## [OBIETTIVO]
Estrai dalle righe qui sotto tutte quelle in cui compare la parola "streak".

################

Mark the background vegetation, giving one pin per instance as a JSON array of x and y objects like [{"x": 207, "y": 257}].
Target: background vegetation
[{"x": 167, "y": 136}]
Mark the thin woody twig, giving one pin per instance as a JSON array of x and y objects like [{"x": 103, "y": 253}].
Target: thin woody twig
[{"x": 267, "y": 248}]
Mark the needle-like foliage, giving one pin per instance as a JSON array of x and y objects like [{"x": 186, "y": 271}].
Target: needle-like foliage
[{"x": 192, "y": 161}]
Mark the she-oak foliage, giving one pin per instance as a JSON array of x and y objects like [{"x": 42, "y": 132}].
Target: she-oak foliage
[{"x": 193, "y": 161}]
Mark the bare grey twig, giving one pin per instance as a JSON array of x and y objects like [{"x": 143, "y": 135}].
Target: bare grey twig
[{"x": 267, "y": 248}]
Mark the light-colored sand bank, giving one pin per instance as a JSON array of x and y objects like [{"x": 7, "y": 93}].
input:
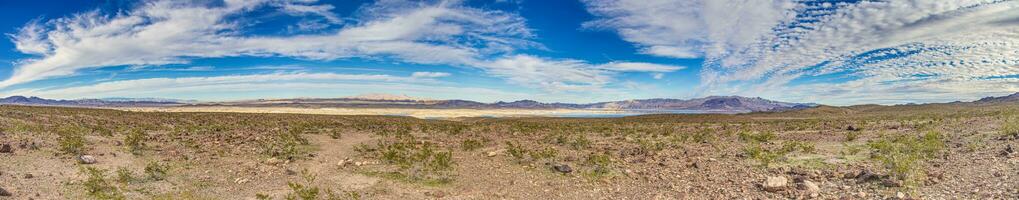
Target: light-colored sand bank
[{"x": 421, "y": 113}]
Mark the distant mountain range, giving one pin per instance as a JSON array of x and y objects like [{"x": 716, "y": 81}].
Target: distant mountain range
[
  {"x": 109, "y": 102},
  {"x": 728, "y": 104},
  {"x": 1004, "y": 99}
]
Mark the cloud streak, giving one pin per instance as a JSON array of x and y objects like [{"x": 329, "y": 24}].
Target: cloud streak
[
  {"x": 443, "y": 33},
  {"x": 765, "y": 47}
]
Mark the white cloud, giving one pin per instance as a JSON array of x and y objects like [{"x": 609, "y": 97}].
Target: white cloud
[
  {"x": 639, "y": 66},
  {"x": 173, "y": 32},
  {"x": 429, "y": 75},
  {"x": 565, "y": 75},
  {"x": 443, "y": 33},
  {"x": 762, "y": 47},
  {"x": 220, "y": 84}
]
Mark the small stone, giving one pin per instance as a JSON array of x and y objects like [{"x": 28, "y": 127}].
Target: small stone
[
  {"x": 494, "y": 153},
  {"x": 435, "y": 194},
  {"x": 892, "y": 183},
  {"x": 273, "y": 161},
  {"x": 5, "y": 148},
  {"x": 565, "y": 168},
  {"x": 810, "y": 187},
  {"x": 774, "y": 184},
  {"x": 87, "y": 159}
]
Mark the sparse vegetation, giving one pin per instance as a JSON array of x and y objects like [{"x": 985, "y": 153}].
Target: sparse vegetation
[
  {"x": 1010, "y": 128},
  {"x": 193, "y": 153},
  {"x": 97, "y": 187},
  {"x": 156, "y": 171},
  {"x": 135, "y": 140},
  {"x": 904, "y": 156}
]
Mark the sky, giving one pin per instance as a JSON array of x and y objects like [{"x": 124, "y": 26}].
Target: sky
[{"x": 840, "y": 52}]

################

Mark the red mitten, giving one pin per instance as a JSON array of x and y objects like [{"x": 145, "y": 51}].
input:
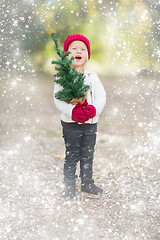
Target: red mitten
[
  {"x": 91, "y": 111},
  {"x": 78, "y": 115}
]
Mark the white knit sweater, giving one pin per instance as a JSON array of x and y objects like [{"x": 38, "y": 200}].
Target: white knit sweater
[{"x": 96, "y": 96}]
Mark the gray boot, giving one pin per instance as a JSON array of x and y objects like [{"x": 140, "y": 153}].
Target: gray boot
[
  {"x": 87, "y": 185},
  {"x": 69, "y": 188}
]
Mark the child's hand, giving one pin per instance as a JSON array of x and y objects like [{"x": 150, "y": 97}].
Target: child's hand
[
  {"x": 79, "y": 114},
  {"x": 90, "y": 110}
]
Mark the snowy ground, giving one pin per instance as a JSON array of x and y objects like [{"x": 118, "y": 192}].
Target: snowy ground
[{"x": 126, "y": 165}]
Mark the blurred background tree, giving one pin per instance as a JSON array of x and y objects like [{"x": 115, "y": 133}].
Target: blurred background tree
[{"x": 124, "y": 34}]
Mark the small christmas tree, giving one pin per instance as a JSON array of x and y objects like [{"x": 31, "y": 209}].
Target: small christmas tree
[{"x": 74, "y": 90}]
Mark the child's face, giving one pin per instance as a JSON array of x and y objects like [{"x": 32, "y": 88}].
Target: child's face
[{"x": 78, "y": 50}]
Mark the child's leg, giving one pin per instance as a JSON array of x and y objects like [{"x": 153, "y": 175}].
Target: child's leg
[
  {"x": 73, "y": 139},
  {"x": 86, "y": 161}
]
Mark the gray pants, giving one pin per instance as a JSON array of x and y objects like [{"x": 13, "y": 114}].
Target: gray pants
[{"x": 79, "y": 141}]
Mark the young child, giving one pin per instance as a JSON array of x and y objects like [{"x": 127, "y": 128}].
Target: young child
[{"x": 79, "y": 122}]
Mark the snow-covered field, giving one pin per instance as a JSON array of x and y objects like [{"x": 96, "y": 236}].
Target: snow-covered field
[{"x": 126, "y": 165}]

################

## [ESERCIZIO SVOLTO]
Mark the cloud streak, giving one pin per instance as a JSON array of x and y objects like [{"x": 329, "y": 24}].
Target: cloud streak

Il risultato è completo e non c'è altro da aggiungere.